Written request A:
Using the text on climate trend uncertainties, state whether each of the following statements agrees with it: (i) the uncertainties in the CarbonBrief example are 95% confidence intervals; (ii) the seasonal component is computed as the median temperature for each month; (iii) the trend of the seasonal variations is exactly zero. For each statement, answer yes or no and quote the deciding words of the text.

Guest Post by Willis Eschenbach
Well, I’ve been thinking for a while about how to explain what I think is wrong with how climate trend uncertainties are often calculated. Let me give it a shot.
Here, from a post at the CarbonBrief website, is an example of some trends and their claimed associated uncertainties. The uncertainties (95% confidence intervals in this instance) are indicated by the black “whisker bars” that extend below and above each data point.
Figure 1. Some observational and model temperature trends with their associated uncertainties.
To verify that I understand the graph, here is my own calculation of the Berkeley Earth trend and uncertainty.
Figure 2. My own calculation of the Berkeley Earth trend and uncertainty (95% confidence interval), from the Berkeley Earth data. Model data is taken directly from the ClimateBrief graphic.
So far, so good, I’ve replicated their Berkeley Earth results.
And how are that trend and the uncertainty calculated? It’s done mathematically using a method called “linear regression”. Below are the results of a linear regression, using the computer program R.
Figure 3. Berkeley Earth surface air temperature, with seasonal anomalies removed. The black/yellow line is the linear regression trend.
The trend is shown as the “Estimate” of the change in time listed as “time(tser)” in years, and the uncertainty per year is the “Std. Error” of the change in time.
This gives us an annual temperature trend of 0.18°C per decade (shown in the “Coefficients” as 1.809E-2 °C per year), with an associated decadal uncertainty of ±0.004°C per decade (shown as 3.895E-4°C per year)
So … what’s not to like?
Well, the black line in Figure 3 is not the record of the temperature. It’s the record of the temperature with the seasonal variations removed. Here’s an example of how we remove the seasonal variations, this time using the University of Alabama at Huntsville Microwave Sounding Unit (UAH MSU) lower troposphere temperature record.
Figure 4. UAH MSU lower troposphere temperature data (top panel), the average seasonal component (middle panel), and the residual with the seasonal component removed.
The seasonal component is calculated as the average temperature for each month. It repeats year after year for the length of the original dataset. The residual component, shown in the bottom panel, is the original data (top panel) minus the average seasonal variations (middle panel)
Now, this residual record(actual data minus seasonal variations) is very useful. It allows us to see minor variations from the average conditions for each month. For example, in the residual data in the bottom panel, we can see the temperature peaks showing the 1998, 2011, and 2016 El Ninos.
To summarize: the residual is the data minus the seasonal variations.
Not only that, but the residual trend of 0.18°C per decade shown in Figure 3 above is the trend of the data itself minus the trend of the seasonal variations. (The seasonal variations trend is close to but not exactly zero, because of the end effects based on exactly when the data starts and stops.)
So … what is the uncertainty of the residual trend?
Well, it’s not what is shown in Figure 3 above. Following the rules of uncertainty, the uncertainty of the difference of two values, each with an associated uncertainty, is the square root of the sum of the squares of the two uncertainties. But the uncertainty of the seasonal trend is quite small, typically on the order of 1e-6 or so. (This tiny uncertainty is due to the standard errors of the averages of each monthly value.)

(Records drawn from a data source)

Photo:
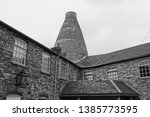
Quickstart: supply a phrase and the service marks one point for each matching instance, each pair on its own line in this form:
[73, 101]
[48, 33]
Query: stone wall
[35, 82]
[127, 71]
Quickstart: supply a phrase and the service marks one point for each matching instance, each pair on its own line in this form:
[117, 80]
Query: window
[13, 97]
[63, 73]
[144, 68]
[45, 63]
[88, 75]
[112, 72]
[19, 52]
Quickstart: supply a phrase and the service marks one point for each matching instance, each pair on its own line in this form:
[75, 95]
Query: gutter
[119, 91]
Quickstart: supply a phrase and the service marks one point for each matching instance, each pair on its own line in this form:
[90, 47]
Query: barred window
[19, 52]
[112, 72]
[13, 97]
[45, 62]
[88, 75]
[63, 73]
[144, 68]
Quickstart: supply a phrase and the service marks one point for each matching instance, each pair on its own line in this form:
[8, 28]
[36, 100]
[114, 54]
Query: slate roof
[97, 88]
[117, 56]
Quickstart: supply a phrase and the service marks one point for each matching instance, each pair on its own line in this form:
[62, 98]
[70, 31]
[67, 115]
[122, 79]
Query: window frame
[20, 49]
[19, 97]
[63, 65]
[112, 72]
[88, 75]
[44, 64]
[142, 63]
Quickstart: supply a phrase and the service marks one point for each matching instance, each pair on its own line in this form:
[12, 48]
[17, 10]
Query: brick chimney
[70, 38]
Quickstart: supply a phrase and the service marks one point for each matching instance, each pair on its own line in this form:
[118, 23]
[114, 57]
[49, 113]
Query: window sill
[15, 63]
[145, 77]
[44, 72]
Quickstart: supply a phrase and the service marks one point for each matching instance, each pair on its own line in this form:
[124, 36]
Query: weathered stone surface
[128, 72]
[36, 81]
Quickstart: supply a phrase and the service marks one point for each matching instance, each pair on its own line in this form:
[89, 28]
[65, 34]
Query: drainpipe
[54, 95]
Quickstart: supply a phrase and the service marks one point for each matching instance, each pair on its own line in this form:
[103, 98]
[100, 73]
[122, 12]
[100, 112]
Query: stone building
[29, 70]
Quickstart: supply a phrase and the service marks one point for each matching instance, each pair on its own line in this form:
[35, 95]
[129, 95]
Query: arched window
[13, 97]
[144, 68]
[43, 96]
[88, 75]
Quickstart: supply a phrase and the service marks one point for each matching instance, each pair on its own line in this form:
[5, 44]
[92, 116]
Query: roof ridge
[115, 86]
[120, 50]
[130, 87]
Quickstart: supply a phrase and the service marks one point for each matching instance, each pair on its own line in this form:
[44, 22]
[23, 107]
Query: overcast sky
[107, 25]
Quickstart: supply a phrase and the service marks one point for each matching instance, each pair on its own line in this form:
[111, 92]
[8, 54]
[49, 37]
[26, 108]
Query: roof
[97, 88]
[34, 41]
[117, 56]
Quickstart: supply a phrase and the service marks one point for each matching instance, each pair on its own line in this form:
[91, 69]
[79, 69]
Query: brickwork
[70, 38]
[36, 82]
[128, 72]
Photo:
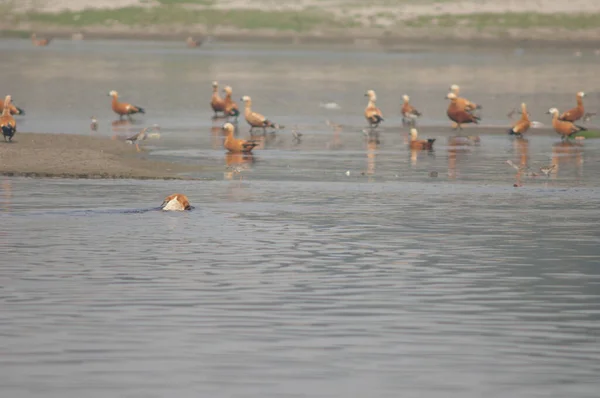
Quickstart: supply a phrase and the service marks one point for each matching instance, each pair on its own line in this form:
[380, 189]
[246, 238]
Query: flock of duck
[460, 111]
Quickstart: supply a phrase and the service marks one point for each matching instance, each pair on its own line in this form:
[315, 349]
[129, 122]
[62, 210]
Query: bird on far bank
[216, 102]
[372, 113]
[8, 125]
[123, 108]
[564, 128]
[94, 124]
[409, 112]
[231, 109]
[255, 119]
[521, 126]
[14, 110]
[39, 42]
[176, 202]
[191, 43]
[458, 114]
[415, 143]
[463, 102]
[236, 145]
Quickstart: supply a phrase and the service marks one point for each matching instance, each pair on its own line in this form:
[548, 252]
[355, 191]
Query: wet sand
[78, 156]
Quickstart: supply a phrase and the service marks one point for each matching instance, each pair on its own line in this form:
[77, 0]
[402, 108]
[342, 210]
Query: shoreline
[48, 155]
[373, 38]
[55, 155]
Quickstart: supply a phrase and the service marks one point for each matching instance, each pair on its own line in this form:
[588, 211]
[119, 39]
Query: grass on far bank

Written request B:
Extract every line of the records that contains the string "window".

Right answer A:
(i) Yes: "The uncertainties (95% confidence intervals in this instance)"
(ii) No: "The seasonal component is calculated as the average temperature for each month."
(iii) No: "The seasonal variations trend is close to but not exactly zero"

Right answer B:
Query: window
Query: barred window
Query: window frame
Query: window sill
Query: arched window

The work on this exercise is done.